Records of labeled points
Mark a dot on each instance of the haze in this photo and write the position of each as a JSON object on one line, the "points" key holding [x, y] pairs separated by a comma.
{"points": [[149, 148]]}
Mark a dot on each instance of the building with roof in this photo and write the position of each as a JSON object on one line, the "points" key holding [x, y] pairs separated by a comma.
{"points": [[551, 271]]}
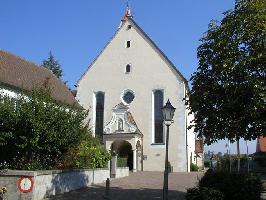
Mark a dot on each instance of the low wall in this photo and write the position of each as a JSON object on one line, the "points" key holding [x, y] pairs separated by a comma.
{"points": [[52, 182], [121, 172]]}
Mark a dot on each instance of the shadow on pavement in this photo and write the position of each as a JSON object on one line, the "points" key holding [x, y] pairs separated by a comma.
{"points": [[115, 193]]}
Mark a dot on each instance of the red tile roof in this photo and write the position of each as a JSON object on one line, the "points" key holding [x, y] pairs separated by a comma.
{"points": [[261, 144], [22, 74]]}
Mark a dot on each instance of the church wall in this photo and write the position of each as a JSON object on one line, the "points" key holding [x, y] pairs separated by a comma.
{"points": [[149, 72]]}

Instructions for the task
Rewrite all of the records above with "Mark a dot" replaced by "Place a point" everywhere it appears, keeping everything else the same, and leave the pictures out.

The reply
Place a point on each instance of the haze in this photo and write the position of each as a JSON object on one line, the "points" key holding [x, y] pairs separated by a comma.
{"points": [[149, 148]]}
Place a point on each instance of the building with roof in this photo and write the position of each as a JSON object on one line, the "points" key holding [x, y] pairs separated by a comma.
{"points": [[551, 271]]}
Place a point on each instance of the low wall in this photo and write the position of each as a JSON object on one line, the "points" key holding [x, y] pairs separated by a comma.
{"points": [[52, 182], [121, 172]]}
Place a point on each instance of the shadow on pavement in this photo and write the position of each as a JSON object on one line, the "points" key holding [x, y] pairs separated by a comma.
{"points": [[115, 193]]}
Place a point on each instance of the red tile roof in this photo and write the position of each as a JSON object on one line, the "points" key holding [x, y] pairs separated by a comma.
{"points": [[261, 144], [22, 74]]}
Place a point on each instance of the church wall in this photo and write the position of each as a JSON object on one line, the "points" key holding [x, y] pairs separated by a comma.
{"points": [[149, 72]]}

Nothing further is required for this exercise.